(Text extract):
## START

I haven't heard of any of them, I have to admit. It is true that magazines tend to be a bit sensationalist...even the serious ones. Perhaps getting this sort of reaction from readers could be one of their objectives?


----------



## katdad (Jan 1, 2009)

Coming to Xavier's defense, I don't think he was really slamming the operas but the absolutism of the author, for deciding that 3 French operas from many were essentially the finest. The comments Xavier made were, I think, that he disagreed with the "final decision" about these 3 operas without any equivocation.

Maybe I'm wrong. Often am.


----------



## superhorn (Mar 23, 2010)

The so-called Moghuls of India were not actually Mongols but central asian Turks who claimed descent from Ghenghis Khan, who was in fact half Turk himself on his mother's side . The modern day Uzbek languge of central asia is very similar to the Turkic dialect they spoke . Timur was of the same origin . 
They were Muslims and did not speak Mongolian . They were bilingual in Turkic and Persian .


----------



## Glissando (Nov 25, 2011)

millionrainbows said:


> What's so great about Debussy's Pelleas? I've got it, and it seems to just wander around in a state of harmonic suspension. I mean, was opera really suited for Debussy, and vice-versa? Seems like an ill-fitting suit to me.


There's nothing about 'Pelleas' that isn't already in 'Parsifal.' If you can appreciate 'Parsifal,' you're halfway to an appreciation of 'Pelleas,' which is a more diffuse version of the shape-shifting spiritual magic that is Act 1 of 'Parsifal.' Debussy takes that "wandering around in a state of harmonic suspension" and crystallizes it into moments of pure musical beauty. The key to entering this garden of secrets is to hear it as continuous music. It all sounds disconnected at first but gradually it begins to coagulate into shapes that follow their own internal logic.

## END

(Exercise):
Transcribe the opera forum thread from "Coming to Xavier's" up to and including "(Mar 23, 2010)". The records that come next are separate material with no tie to the opera forum thread.

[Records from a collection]
## START

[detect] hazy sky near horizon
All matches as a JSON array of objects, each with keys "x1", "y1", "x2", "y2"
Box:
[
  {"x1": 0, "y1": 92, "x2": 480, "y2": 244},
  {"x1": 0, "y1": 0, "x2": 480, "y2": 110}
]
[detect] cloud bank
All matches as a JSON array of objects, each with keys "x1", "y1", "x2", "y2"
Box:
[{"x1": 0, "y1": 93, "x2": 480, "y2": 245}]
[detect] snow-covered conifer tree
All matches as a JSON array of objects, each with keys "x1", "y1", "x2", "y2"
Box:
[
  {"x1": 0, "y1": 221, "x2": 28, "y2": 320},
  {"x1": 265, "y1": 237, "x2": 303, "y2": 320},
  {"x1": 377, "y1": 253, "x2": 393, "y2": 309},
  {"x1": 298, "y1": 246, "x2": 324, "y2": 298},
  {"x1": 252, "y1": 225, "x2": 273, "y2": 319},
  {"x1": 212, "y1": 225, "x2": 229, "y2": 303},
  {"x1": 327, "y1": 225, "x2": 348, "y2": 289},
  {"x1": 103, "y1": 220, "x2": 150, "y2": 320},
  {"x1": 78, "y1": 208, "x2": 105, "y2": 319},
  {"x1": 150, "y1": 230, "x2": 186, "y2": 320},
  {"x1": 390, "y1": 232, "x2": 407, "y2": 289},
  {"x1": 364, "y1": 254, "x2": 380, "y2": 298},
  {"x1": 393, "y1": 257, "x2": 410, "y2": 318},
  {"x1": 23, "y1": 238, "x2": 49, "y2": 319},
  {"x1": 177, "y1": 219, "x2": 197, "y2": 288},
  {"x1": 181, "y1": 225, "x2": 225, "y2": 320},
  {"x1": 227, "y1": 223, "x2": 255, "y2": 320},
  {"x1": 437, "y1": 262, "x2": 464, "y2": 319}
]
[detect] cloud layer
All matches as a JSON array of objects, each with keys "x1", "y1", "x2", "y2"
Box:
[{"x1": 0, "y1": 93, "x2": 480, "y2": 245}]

## END

(Reply):
Coming to Xavier's defense, I don't think he was really slamming the operas but the absolutism of the author, for deciding that 3 French operas from many were essentially the finest. The comments Xavier made were, I think, that he disagreed with the "final decision" about these 3 operas without any equivocation.

Maybe I'm wrong. Often am.


----------



## superhorn (Mar 23, 2010)